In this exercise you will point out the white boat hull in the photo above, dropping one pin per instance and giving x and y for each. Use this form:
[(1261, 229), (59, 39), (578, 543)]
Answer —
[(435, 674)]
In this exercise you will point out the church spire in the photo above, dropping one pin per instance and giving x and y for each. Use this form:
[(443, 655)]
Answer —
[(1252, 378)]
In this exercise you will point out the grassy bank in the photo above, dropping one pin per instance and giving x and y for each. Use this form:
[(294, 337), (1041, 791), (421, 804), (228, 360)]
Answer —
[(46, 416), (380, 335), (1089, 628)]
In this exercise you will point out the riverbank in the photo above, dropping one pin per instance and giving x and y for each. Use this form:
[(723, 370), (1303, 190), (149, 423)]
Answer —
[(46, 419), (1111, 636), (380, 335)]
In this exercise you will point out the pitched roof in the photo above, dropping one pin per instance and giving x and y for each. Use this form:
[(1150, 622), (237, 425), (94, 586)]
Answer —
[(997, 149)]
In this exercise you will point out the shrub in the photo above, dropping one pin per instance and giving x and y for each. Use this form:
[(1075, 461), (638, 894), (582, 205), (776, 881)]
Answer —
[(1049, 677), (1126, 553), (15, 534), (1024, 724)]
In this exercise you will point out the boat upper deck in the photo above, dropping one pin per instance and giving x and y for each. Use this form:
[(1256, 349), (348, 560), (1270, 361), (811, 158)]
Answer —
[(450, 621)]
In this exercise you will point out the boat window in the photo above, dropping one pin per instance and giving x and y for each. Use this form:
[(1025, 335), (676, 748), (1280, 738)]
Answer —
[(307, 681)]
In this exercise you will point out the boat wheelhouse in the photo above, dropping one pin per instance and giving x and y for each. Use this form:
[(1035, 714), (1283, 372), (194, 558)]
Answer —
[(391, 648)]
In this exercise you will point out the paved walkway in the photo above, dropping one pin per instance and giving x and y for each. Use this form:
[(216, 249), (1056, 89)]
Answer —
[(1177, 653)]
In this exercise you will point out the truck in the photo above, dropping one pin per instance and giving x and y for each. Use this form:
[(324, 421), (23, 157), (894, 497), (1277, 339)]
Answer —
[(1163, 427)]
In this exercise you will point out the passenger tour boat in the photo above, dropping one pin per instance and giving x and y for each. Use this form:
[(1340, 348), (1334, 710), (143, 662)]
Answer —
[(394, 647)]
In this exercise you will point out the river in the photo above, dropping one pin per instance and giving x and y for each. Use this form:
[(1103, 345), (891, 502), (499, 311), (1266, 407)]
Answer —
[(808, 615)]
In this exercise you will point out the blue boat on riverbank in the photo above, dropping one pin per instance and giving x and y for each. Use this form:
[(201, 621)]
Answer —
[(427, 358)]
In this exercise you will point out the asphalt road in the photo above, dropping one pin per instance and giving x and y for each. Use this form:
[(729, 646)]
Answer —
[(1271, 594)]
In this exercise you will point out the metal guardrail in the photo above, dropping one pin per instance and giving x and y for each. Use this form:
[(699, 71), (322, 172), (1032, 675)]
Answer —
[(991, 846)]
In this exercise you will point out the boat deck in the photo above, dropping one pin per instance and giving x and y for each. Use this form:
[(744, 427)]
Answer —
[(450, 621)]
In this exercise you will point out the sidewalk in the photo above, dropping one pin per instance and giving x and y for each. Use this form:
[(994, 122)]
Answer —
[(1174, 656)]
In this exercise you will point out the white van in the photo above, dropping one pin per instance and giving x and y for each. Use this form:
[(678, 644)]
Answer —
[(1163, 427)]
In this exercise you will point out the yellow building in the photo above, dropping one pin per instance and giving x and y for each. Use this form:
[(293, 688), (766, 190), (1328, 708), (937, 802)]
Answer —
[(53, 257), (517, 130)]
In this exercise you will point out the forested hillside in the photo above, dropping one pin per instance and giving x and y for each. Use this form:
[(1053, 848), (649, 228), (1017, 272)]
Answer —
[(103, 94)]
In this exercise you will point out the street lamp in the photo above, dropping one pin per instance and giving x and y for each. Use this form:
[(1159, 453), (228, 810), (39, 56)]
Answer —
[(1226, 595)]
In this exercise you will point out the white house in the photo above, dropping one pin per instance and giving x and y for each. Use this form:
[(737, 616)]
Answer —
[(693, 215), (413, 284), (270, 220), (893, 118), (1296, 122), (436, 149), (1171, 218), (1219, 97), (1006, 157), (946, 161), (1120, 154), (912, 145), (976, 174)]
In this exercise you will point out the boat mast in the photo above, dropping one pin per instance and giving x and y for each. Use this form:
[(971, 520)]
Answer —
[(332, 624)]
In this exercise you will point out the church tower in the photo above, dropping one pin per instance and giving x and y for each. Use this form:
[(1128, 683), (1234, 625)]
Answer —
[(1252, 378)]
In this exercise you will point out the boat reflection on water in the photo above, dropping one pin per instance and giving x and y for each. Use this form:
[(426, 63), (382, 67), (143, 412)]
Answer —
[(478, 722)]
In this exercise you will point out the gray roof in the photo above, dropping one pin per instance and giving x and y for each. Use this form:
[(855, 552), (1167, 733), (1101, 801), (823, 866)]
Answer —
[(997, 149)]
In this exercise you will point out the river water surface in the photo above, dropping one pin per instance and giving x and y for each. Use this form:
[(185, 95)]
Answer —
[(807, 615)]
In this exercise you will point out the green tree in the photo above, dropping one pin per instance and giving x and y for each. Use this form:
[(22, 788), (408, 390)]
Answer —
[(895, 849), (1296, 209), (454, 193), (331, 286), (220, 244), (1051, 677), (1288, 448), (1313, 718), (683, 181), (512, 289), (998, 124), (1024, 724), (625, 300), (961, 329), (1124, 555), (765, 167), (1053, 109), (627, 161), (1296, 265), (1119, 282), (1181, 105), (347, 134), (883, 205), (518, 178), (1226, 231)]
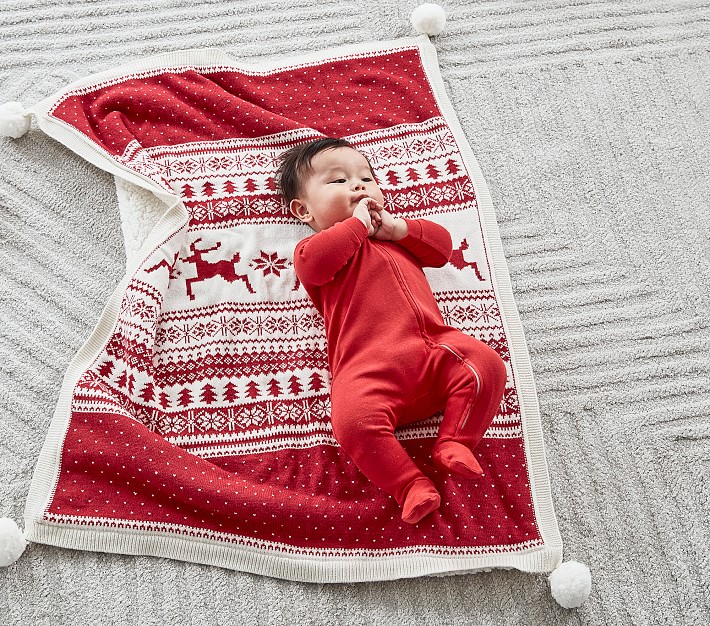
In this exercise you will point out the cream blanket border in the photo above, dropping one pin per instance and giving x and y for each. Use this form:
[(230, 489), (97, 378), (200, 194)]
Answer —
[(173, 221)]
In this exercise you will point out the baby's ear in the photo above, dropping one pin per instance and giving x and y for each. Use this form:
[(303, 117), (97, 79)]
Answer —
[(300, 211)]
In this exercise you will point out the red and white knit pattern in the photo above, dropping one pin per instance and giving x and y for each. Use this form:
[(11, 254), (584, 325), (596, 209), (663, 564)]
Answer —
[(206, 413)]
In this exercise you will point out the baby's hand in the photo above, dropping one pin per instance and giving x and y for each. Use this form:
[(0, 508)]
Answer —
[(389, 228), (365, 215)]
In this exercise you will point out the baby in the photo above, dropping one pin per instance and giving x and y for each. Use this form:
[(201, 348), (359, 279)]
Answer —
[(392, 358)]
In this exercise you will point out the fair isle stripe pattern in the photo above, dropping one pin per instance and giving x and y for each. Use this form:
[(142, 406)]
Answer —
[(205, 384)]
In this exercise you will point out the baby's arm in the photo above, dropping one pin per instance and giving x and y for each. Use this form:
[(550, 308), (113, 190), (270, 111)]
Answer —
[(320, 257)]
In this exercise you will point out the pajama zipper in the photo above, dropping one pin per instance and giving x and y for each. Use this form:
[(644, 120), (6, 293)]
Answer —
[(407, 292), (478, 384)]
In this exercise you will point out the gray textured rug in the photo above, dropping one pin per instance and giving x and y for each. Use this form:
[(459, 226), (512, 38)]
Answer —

• What is needed
Rewrite all of the records above with "dropping one pin" swapped for "placing one marker" and everything else left as it is. Leave the pictures out of your answer.

• Result of the task
In this exercise you will point out the white boat hull in the photo above, placing one marker per instance and giving x and y for each. Use this form:
[(1261, 229), (59, 39), (578, 543)]
Answer —
[(435, 674)]
In this exercise you will point out the church spire in the photo above, placing one marker per instance and giving x and y for each. Use this form:
[(443, 655)]
Answer —
[(1252, 378)]
In this exercise you will point out the grassy bank in the photo above, placing one marker per instance and giving x and y for each. Use this form:
[(294, 337), (1041, 791), (421, 804), (228, 360)]
Answer —
[(46, 416), (380, 335), (1089, 628)]
In this exercise you will point out the riverbank in the photo above, placing one marker per instance and giving x and y for each. Use this form:
[(723, 370), (1303, 190), (149, 423)]
Answer —
[(46, 419), (1111, 636), (380, 335)]
In this exercise you will point out the pitched roof in the photo above, placing one marker per instance and giving x and y for each. Use this form:
[(1150, 622), (237, 425), (94, 586)]
Answer —
[(997, 149)]
In this exercise you will point out the shrub in the photo above, placing one marker per instance and giving x and y for each. Use this form:
[(1075, 461), (638, 894), (582, 205), (776, 881)]
Answer —
[(1049, 677), (1126, 553), (15, 534), (1024, 724)]
In this exercise you will point out the boat upper deck in the photo above, placing one marker per instance and giving x and y for each. Use this form:
[(1256, 349), (348, 560), (1270, 361), (811, 158)]
Answer —
[(450, 621)]
In this exercise you will point out the boat window in the photo above, placing one marker per instance and giving x and y for each. Use this form:
[(1025, 335), (676, 748), (1280, 738)]
Answer —
[(307, 681)]
In this exercise you will point out the boat wheelhouse in the photo above, placing one marker per instance and giving x and y for each. Use this form:
[(1035, 714), (1283, 372), (194, 558)]
Answer —
[(391, 648)]
In this exercise you will point out the paved walkway in the photo above, placing one marker per instance and giving x and y for each. Use this form:
[(216, 249), (1056, 89)]
Answer —
[(1177, 653)]
In this exercise you will point out the truck in the photo above, placing one marker per instance and giving x and y for each. Use this form:
[(324, 421), (23, 157), (894, 497), (1277, 339)]
Answer —
[(1163, 427)]
In this exercise you will point out the passenger tour boat in the photo above, placing one marker per instance and giving x and y for each. Use this form:
[(1340, 348), (1334, 710), (143, 662)]
Answer —
[(394, 647)]
In this exercise you will point out the river in the photo above, placing one marker per instance and giving x and y for each. Use this form:
[(1103, 345), (891, 502), (499, 311), (1266, 407)]
Answer —
[(808, 615)]
In this exercise you will point out the blue boat on riverbank in the photo above, placing one marker per instance and giving x and y for each. Use this form:
[(201, 621)]
Answer —
[(427, 358)]
In this exercise you will point out the asphalt road in the photo above, placing one marker per instance and giving x and y for each. Use this form:
[(729, 646)]
Answer —
[(1271, 594)]
In this exercise you will point out the metal guardrail in the photo above, placing one marker per instance and giving x and y for each. Use this form:
[(699, 71), (322, 172), (1032, 675)]
Answer —
[(991, 846)]
In this exercise you will point out the boat deck in the photo above, placing one marker per instance and giving x and y for each. Use this form:
[(744, 427)]
Answer —
[(450, 621)]
In this exercise you will point out the sidewalk in the photo above, placing one marker per instance and giving x and y for each. Use this form:
[(994, 122)]
Answer —
[(1174, 656)]
In this exercise you will point out the white van in the photo above, placing one marker per instance and giving x and y for each. Use this form:
[(678, 644)]
Answer —
[(1163, 427)]
In this exercise you will point out the yellow building in the photo above, placing one marker per instance and giving x and y for each. Use this form:
[(293, 688), (766, 190), (1328, 708), (937, 802)]
Answer —
[(53, 257), (517, 130)]
In this exercise you will point out the forested hillside in the photo above, placing one marker per instance and giving x and y for each. Use this form:
[(1053, 848), (649, 228), (1017, 272)]
Answer —
[(103, 94)]
In this exercise you will point out the street lamp in the photo above, placing one marker per instance and giving x and y for each. Use this form:
[(1159, 453), (228, 810), (39, 56)]
Answer —
[(1226, 595)]
In this exercise you will point out the white house in the photo above, placing one marker per instance and giving x and y for each. Use this form:
[(737, 616)]
Answer —
[(693, 215), (413, 284), (270, 220), (893, 118), (1296, 122), (436, 149), (1171, 218), (1219, 97), (1006, 157), (946, 161), (1120, 154), (912, 145), (976, 174)]
In this exercise you will point out the boat mast in the photo above, placing one marker per instance and giving x and y for each. Use this form:
[(971, 520)]
Answer —
[(332, 624)]
In this exercise you will point out the church tower in the photo above, placing one marker per instance and giving x and y for each. Use this form:
[(1128, 683), (1234, 625)]
Answer —
[(1252, 378)]
In this exercise you will point out the boat reflection on water in the photo above, placing one marker per instance and giving x and y for each. Use this form:
[(426, 63), (382, 67), (143, 412)]
Answer —
[(478, 722)]
In this exercise you will point out the gray roof in the photo above, placing one marker per instance and giving x and y for each. Use this form:
[(855, 552), (1167, 733), (1101, 801), (823, 866)]
Answer —
[(997, 149)]
In this exercise you will point out the river water surface in the photo above, placing one marker per instance and giving x and y for each. Use this form:
[(185, 95)]
Answer —
[(807, 615)]
In this exercise you will point out the green tree in the photo above, placing one marker per instance and giving x and y for each. Use this form:
[(22, 788), (408, 390)]
Answer —
[(895, 849), (1296, 209), (454, 193), (331, 286), (220, 244), (1051, 677), (1288, 448), (1313, 718), (683, 181), (512, 289), (998, 124), (1024, 724), (625, 300), (961, 329), (1124, 555), (765, 167), (1053, 109), (627, 161), (1296, 265), (1119, 282), (1181, 105), (347, 134), (883, 205), (518, 178), (1226, 231)]
In this exercise you will point out the cream blanket border in the photo above, placing one marker per instance and giving x and y for each. Use this form:
[(230, 489), (97, 378), (200, 194)]
Answer —
[(173, 221)]
In this exercise you will point out the baby's ear in the photo above, placing one marker per instance and giving x and y for each. Use this form:
[(303, 117), (97, 79)]
Answer —
[(300, 211)]
In this exercise you will point out the red and white knit pattern in the photo above, placing one marker per instance and giving x and y for each. Use this form:
[(11, 254), (584, 325), (596, 209), (663, 564)]
Answer —
[(206, 413)]
In this exercise you will point out the baby's hand in the photo above, placing one marker per instance and giving x and y for each. Use this form:
[(0, 508)]
Answer —
[(389, 228), (365, 215)]
In this exercise you will point out the baby in the photo above, placing one marker per instance and giving x and y for each. Use this form:
[(201, 348), (359, 279)]
Answer —
[(392, 358)]
In this exercise you will point out the fair isle stripe pattern in the photo above, placing one marker per instance and giving x and y for each. Use this form:
[(142, 406)]
Answer —
[(205, 384)]
In this exercise you will point out the baby's arm in the photo above, placing one marker per instance and giving x and y for each. Use this form:
[(550, 308), (113, 190), (270, 111)]
Answer —
[(320, 257)]
In this exercise you will point out the pajama zipper in the photo above, placing one marker per instance and giving x and y for each. Use this form:
[(644, 120), (6, 293)]
Answer —
[(407, 292), (478, 384)]
In this exercise you will point out the gray textured rug in the photo above, placing one marker per instance and giving x and y for each. Use this form:
[(459, 226), (512, 38)]
Answer —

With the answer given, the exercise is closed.